:: EXCERPT PROVIDED ::
§ §

Details#

template<std::size_t N, typename T> constexpr std::array<std::remove_cvref_t<T>, N> detail::init_fill_array(T &&value)#

fill an uninitialize array

int i = 42;
const std::array<int,8> arr = detail::init_fill_array<8>( i ); // all values of `arr` are `42`

value can also be an invokable object that take an unsigned integer and return type stored in array T.

const std::array<int,8> arr = detail::init_fill_array<8>([](int i){ return i*i; }); // get {0,1,4,9,16,25,36,49}

Template Parameters:

N – size of array to fill
T – type of stored value in array

Parameters:

value – value to fill in uninitialize array

template<std::size_t N, typename state_t, typename value_t, typename ArrayA_t, typename ArrayB_t> constexpr state_t detail::tpl_inner_product(ArrayA_t const &a, ArrayB_t const &b, state_t const &init, value_t mul_coeff = value_t{1.0})#

inner product between two array from 0 to N

This function compute \(\texttt{init} + \sum_{i=0}^N \texttt{mul_coeff}a_ib_i\) without loop thanks to template.

§ §

:: ENTRIES ::
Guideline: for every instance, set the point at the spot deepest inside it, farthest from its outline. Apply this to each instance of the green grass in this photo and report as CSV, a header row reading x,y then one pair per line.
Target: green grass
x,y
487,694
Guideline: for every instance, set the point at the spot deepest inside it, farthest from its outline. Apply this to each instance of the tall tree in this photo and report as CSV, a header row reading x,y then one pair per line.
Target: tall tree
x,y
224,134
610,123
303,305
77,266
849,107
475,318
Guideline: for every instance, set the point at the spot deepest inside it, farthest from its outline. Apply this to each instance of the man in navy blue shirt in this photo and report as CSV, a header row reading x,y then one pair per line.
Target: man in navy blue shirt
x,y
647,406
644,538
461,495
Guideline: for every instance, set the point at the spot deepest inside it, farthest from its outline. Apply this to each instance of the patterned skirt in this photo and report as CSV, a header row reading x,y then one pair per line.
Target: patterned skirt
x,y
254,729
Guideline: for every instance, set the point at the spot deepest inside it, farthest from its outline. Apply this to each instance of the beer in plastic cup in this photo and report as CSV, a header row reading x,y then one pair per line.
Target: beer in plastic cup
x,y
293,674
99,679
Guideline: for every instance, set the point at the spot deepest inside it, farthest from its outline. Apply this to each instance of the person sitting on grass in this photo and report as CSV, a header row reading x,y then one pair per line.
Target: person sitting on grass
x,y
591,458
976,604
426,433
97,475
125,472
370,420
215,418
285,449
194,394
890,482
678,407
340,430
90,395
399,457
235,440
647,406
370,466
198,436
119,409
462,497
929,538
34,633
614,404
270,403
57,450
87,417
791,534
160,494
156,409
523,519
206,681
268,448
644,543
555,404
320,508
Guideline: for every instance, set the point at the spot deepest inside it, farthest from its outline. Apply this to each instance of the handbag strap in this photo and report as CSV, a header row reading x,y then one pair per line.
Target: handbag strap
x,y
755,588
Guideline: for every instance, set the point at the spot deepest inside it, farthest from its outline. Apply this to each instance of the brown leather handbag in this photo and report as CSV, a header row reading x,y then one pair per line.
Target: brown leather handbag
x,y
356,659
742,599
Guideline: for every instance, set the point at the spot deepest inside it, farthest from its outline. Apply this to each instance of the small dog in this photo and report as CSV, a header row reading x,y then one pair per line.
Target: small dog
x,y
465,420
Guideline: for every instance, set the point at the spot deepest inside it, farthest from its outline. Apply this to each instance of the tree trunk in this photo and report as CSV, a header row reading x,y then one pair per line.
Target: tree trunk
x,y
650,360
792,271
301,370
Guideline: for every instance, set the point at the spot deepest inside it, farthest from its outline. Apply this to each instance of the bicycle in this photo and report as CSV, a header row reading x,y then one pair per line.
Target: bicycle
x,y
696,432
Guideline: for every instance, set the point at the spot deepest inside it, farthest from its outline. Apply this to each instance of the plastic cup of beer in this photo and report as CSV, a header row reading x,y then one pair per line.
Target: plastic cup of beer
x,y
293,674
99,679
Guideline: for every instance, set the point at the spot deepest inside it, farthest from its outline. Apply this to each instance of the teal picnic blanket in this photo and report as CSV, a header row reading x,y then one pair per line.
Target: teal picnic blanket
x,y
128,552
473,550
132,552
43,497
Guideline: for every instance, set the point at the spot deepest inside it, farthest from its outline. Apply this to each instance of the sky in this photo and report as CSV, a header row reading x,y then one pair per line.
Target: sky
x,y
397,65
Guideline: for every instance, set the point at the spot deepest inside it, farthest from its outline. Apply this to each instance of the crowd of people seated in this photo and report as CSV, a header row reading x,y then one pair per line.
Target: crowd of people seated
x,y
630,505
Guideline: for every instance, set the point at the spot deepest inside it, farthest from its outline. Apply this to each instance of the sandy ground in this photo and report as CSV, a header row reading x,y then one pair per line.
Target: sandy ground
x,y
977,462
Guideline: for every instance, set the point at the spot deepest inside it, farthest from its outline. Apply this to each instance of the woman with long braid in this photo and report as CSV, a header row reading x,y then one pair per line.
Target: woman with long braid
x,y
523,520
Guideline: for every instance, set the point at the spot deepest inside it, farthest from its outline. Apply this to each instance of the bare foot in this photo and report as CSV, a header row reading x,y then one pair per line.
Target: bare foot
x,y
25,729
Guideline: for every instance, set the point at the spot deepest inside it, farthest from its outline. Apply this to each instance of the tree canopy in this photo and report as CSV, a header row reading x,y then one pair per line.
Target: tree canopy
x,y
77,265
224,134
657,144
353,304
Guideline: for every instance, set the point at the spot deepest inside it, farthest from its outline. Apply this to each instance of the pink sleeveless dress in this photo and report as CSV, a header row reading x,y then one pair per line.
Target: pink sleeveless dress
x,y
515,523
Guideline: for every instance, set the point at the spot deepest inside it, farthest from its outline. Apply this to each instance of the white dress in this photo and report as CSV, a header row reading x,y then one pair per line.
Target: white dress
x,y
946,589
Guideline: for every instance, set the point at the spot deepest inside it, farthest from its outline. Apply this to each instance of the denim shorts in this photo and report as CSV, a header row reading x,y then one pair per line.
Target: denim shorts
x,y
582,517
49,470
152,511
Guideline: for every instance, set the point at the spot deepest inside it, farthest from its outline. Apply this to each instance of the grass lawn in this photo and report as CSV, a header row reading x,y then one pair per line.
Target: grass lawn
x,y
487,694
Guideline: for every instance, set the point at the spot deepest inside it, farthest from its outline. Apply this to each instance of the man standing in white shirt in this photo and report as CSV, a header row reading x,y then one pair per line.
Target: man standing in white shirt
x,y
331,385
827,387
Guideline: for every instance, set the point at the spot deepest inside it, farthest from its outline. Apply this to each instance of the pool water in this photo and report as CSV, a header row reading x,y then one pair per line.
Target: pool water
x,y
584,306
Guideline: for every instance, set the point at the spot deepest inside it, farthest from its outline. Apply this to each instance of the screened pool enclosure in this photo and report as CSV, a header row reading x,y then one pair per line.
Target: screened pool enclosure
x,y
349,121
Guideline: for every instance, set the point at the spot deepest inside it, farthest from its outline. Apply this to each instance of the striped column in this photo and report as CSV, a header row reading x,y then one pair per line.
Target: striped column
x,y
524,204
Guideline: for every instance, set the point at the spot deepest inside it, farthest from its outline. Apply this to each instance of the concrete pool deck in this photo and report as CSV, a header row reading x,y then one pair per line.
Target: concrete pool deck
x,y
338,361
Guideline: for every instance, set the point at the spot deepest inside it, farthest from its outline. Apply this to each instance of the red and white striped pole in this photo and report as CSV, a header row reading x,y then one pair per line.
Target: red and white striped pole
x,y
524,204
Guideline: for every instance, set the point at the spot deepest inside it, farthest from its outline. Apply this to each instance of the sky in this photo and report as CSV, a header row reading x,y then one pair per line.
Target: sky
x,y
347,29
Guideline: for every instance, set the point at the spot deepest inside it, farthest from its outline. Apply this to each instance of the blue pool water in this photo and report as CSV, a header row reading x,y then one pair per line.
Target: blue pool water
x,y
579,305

§ §

Write the next part of the C++ array helper documentation, starting right after its last sentence. The material has nothing to do with the C++ array helper documentation.

Template Parameters:

N – number of elements to compute
state_t – type of computed value
value_t – type of coefficents
ArrayA_t – type of first array
ArrayB_t – type of second array

Parameters:

a – first array
b – second array
init – starting value to add other values to
mul_coeff – coefficient to multiply each multiplication of inner product

template<std::size_t Iexp, typename Arithmetic_t> constexpr Arithmetic_t detail::power(Arithmetic_t &&value)#

return Iexp multiplication of value to make an efficient power function for integers

Note

if we remove condition Iexp could be equal to zero, we could remove the requirement 1 can be converted into Arithmetic_t.

Template Parameters:

Iexp – exponent of expression
Arithmetic_t – arithmetic type (need multiplication and 1 can be converted into this type)

Parameters:

value – value to powered

Returns:

constexpr Arithmetic_t \(\texttt{value}^{\texttt{Iexp}}=1\times\underbrace{\texttt{value}\times\cdots\times \texttt{value}}_{\texttt{Iexp}\ \text{times}}\) with \(\texttt{Iexp}\in\mathbb{N}\) (could be equal to zero)